- **Exercise**
Reproduce only the material from the line containing "of the lamp" to the line containing "point(175, 224)", inclusive, with "planogram checker" changed to "shelf audit tool" and everything else left unchanged.
-------- Entries supplied --------
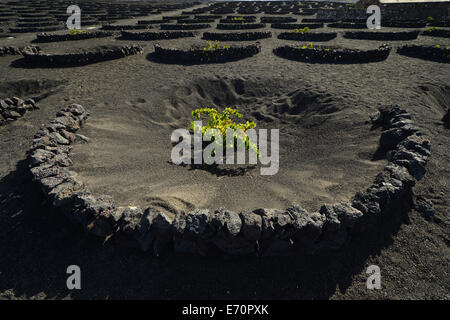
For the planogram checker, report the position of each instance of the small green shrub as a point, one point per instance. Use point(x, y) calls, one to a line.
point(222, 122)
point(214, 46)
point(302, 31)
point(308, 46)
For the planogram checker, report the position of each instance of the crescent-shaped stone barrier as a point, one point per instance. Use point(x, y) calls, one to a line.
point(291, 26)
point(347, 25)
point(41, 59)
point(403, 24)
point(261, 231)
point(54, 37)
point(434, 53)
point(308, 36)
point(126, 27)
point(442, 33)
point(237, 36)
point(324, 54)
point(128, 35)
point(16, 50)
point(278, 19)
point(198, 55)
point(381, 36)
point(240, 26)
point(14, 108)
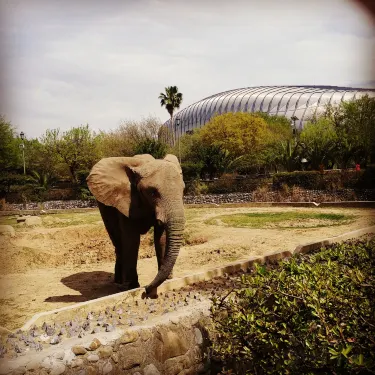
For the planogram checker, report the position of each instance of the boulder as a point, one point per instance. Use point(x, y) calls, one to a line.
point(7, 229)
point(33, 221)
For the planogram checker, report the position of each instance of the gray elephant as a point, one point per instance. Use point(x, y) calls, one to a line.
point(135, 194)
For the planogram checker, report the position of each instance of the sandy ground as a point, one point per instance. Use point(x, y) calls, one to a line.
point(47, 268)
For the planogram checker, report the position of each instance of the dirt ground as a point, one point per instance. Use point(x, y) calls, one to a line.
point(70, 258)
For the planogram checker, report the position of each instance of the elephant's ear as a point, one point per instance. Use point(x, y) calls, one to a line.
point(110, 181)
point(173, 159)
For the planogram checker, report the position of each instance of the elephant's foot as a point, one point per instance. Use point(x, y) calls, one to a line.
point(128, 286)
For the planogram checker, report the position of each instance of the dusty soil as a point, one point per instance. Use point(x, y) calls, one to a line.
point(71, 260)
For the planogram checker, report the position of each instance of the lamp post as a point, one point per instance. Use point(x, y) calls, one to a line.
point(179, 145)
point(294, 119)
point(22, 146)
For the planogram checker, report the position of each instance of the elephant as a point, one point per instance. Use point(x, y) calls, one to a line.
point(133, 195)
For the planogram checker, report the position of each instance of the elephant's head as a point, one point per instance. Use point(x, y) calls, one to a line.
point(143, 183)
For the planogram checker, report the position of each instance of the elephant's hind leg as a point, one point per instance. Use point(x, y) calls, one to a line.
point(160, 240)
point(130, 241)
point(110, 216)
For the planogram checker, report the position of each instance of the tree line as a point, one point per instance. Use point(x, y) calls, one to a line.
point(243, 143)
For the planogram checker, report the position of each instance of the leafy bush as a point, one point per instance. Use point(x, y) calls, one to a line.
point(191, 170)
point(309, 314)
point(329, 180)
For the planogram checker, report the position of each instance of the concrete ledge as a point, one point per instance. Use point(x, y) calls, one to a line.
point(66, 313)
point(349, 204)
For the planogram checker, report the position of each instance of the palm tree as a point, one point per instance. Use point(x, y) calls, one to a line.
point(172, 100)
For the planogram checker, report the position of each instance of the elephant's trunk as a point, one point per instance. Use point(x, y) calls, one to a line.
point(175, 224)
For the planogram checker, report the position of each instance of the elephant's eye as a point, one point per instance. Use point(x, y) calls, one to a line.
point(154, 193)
--------
-------- Entries supplied --------
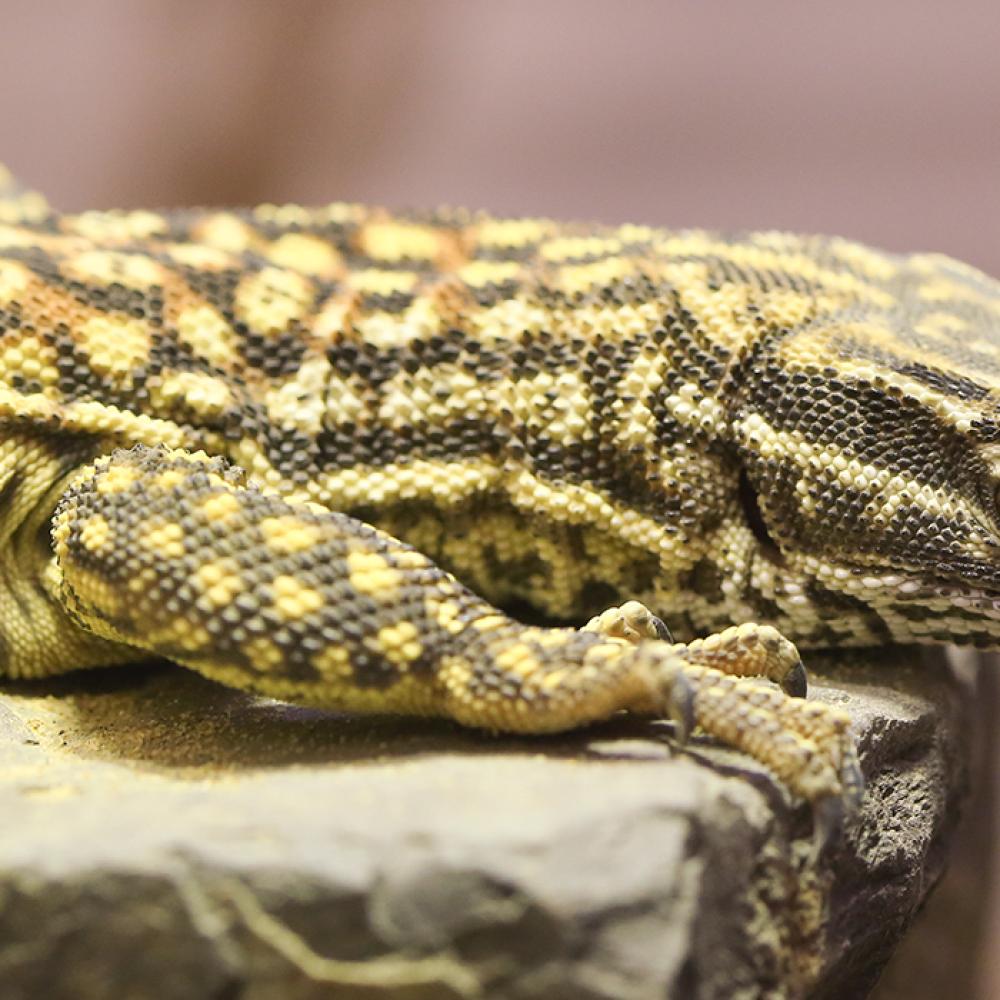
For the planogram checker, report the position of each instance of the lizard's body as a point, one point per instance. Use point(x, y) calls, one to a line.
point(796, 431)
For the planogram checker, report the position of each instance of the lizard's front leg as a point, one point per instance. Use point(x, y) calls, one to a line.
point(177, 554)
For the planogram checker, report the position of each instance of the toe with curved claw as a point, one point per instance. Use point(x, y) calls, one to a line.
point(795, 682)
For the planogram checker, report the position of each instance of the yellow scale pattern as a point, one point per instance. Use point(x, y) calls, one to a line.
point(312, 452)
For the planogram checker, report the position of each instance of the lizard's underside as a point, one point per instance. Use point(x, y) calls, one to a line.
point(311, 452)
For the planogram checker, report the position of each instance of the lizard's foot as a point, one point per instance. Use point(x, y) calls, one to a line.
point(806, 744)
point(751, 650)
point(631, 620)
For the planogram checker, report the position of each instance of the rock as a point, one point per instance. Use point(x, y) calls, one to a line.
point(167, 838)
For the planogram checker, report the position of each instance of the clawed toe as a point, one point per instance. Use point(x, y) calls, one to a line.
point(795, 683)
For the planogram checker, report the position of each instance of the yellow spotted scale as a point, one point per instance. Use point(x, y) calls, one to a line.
--------
- **Result for this exercise**
For the shelf audit tool, report the position of each instance of the lamp post as a point, one point per instance. Use point(x, y) calls, one to a line.
point(179, 145)
point(294, 119)
point(22, 146)
For the shelf audit tool, report the position of each instance of the elephant as a point, one point per instance. Use point(x, y) calls, one to a line.
point(133, 195)
For the shelf audit tool, report the position of each instance of the elephant's head as a point, one point per instance. Use point(x, y) calls, one to a line.
point(143, 183)
For the shelf audit tool, report the position of each instance of the elephant's hind leg as a point, one point per instance. Use point(x, y) calls, one to a line.
point(160, 240)
point(130, 241)
point(110, 216)
For the shelf audit tool, report the position of each instance of the tree line as a point, one point per instance. Use point(x, y) calls, one to a line.
point(243, 143)
For the shelf audit tool, report the position of each instance of the leafy bush as a point, one point per instance. Use point(x, y) calls, one to a line.
point(191, 170)
point(309, 314)
point(329, 180)
For the shelf audit tool, report the position of each instance of the concrete ledge as a point, one point per instance. Use point(x, y) calls, one to a line.
point(66, 313)
point(349, 204)
For the shelf audit tool, report the position of each instance of the palm tree as a point, one point per instance. Use point(x, y) calls, one to a line.
point(172, 100)
For the shelf audit tool, report the position of each instance of the elephant's trunk as a point, one point per instance. Use point(x, y) calls, one to a line.
point(175, 224)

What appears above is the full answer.